(Free-text object descriptions)
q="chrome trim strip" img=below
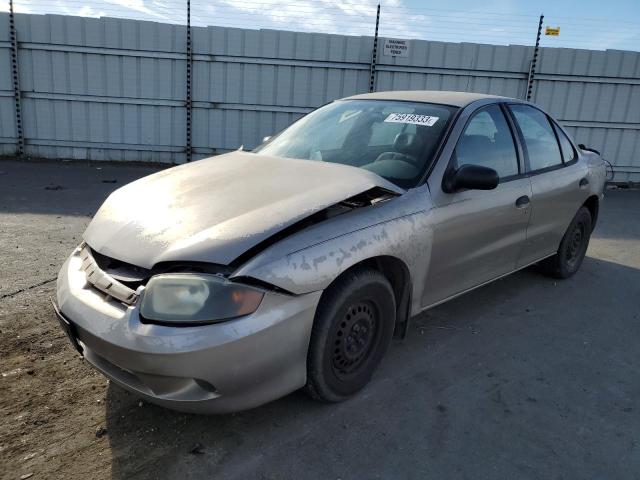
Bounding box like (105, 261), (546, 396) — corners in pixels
(79, 245), (139, 305)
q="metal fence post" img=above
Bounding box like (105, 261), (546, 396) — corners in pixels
(526, 14), (544, 102)
(8, 0), (24, 156)
(185, 0), (193, 162)
(369, 4), (380, 93)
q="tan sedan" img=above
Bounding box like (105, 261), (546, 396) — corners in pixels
(54, 91), (606, 413)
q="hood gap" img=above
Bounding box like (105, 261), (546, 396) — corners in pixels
(228, 186), (399, 269)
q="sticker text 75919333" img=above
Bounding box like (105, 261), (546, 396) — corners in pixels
(384, 113), (439, 126)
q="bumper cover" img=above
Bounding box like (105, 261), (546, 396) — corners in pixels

* _Task prompt_
Write every entry again exactly as given, skipping the pictures.

* _Result_
q="chrome trim strip" img=below
Bounding box like (105, 261), (546, 396) — corners in pixels
(79, 245), (139, 305)
q="metal fence post" img=above
Bounding box like (105, 261), (546, 396) — corners in pixels
(526, 14), (544, 102)
(8, 0), (24, 156)
(185, 0), (193, 162)
(369, 4), (380, 93)
q="tan sedan" img=above
Bounding box like (105, 261), (546, 396) — corners in pixels
(54, 91), (606, 413)
q="hood gap" img=above
Bounding box like (105, 261), (546, 396) — corners in pixels
(228, 186), (399, 269)
q="sticker text 75919333" img=above
Bounding box like (105, 261), (546, 396) — corners in pixels
(384, 113), (439, 126)
q="bumper cover" img=above
Bounding box like (105, 261), (546, 396) — corners in pixels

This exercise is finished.